(Исходный текст)
================================

Нет ничего более постоянного, чем непредвиденное (Поль Валери)

Все параллельно. Как Лобачевский открывал свою геометрию

Все мы слышали про параллельные прямые. Сначала нас учат, что они никогда не пересекаются, а потом где-то на факультативах в районе старших классов и седьмых уроков тихо добавляют, что из этого правила бывают исключения в геометрии, придуманной Николаем Лобачевским еще в XIX веке. Так ли это на самом деле, как вообще это возможно и при чем здесь Эйнштейн?
Год 1819-й, знаменитый французский математик Лаплас мечтает для контакта с инопланетянами установить посреди Сибири огромную светящуюся фигуру, символизирующую теорему Пифагора, а в Казанский университет прибывает новый попечитель — Михаил Магницкий. Он уличает профессоров и преподавателей в вольнодумстве и безбожии и предлагает Александру I торжественно снести здание, приютившее порок.

================================

(Выдержки из данных)

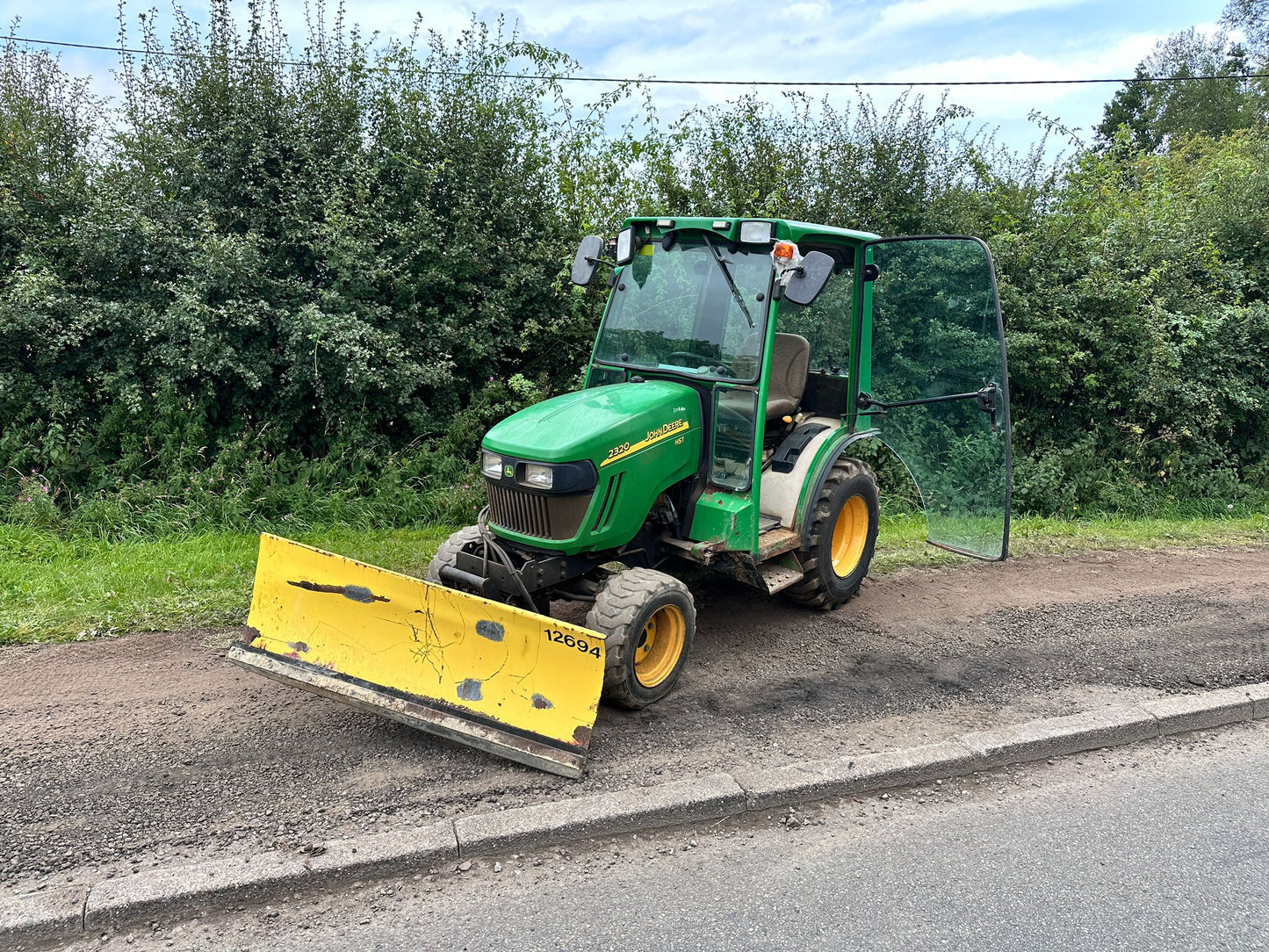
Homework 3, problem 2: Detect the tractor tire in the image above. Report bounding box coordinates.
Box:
[587,569,696,710]
[783,457,879,612]
[424,525,479,588]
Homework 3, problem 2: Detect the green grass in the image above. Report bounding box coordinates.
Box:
[0,524,451,645]
[872,513,1269,575]
[0,514,1269,645]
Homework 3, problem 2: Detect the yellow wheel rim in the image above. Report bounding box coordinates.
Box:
[833,496,868,579]
[635,605,688,688]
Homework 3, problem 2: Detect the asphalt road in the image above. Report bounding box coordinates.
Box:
[0,548,1269,898]
[77,722,1269,952]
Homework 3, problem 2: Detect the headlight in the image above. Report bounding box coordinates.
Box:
[524,464,554,488]
[739,220,775,245]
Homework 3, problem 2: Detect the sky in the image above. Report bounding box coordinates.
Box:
[0,0,1224,150]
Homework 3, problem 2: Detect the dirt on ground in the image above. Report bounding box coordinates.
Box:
[0,550,1269,895]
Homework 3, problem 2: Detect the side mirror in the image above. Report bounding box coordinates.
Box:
[568,234,604,285]
[784,251,833,305]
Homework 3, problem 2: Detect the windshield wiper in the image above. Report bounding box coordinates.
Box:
[701,231,755,328]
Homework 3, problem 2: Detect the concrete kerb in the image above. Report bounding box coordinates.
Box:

================================

(Задание)
Кто, согласно исходному тексту, прибыл в Казанский университет в 1819 году в качестве нового попечителя?

(Ответ)
Михаил Магницкий.